Work required: Reproduce the records below word for word, starting at their first line and ending with the line that contains "point(30, 74)", both included.
━━━━━ The data ━━━━━
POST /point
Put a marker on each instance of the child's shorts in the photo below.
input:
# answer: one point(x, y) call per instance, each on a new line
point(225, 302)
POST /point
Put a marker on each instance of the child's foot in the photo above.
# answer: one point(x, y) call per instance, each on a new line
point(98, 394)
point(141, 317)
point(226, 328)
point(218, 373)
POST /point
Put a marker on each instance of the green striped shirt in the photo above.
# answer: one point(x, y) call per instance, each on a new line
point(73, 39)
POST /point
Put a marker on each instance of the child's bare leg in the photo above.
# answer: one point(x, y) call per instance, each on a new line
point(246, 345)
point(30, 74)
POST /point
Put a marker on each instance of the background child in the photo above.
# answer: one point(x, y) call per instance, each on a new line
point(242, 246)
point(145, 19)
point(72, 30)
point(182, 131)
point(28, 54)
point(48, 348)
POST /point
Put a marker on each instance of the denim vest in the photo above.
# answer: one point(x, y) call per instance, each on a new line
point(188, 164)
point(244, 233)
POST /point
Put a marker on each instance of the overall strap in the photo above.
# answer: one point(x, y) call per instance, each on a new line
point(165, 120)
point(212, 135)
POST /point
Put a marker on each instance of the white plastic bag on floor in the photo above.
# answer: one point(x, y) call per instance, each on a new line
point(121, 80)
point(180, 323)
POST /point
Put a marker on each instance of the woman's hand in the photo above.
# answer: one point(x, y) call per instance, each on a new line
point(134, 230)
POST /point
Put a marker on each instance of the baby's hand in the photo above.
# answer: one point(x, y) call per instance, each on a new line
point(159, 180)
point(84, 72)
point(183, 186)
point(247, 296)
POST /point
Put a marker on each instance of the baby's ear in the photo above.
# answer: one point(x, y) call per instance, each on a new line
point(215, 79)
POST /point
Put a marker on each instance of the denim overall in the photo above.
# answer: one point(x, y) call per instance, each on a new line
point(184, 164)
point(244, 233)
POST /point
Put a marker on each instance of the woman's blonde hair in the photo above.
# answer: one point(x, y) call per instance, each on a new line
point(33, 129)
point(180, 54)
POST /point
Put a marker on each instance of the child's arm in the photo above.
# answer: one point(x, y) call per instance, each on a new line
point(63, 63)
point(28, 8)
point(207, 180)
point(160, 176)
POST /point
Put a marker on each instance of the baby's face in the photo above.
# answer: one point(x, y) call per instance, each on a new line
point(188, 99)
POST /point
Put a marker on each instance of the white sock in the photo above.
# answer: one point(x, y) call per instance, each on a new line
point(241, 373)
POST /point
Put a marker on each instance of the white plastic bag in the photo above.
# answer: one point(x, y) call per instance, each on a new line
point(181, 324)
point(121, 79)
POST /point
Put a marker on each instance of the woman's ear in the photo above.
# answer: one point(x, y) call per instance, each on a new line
━━━━━
The answer:
POST /point
Put a marker on each instance of the child's shorts in the photo below.
input:
# answer: one point(x, y) call per instance, each on a new line
point(225, 302)
POST /point
Put a marker on each instance of the child's foot in the photo above.
# answer: one point(x, y) call per instance, each on a new line
point(98, 394)
point(141, 317)
point(226, 328)
point(218, 373)
POST /point
Put a marker on each instance of the green striped shirt in the photo above.
# answer: one point(x, y) call per instance, each on a new line
point(73, 39)
POST /point
Put a marker on each instance of the child's bare leg in the photo above.
# answer: one point(x, y) call per instance, each on a new line
point(246, 345)
point(30, 74)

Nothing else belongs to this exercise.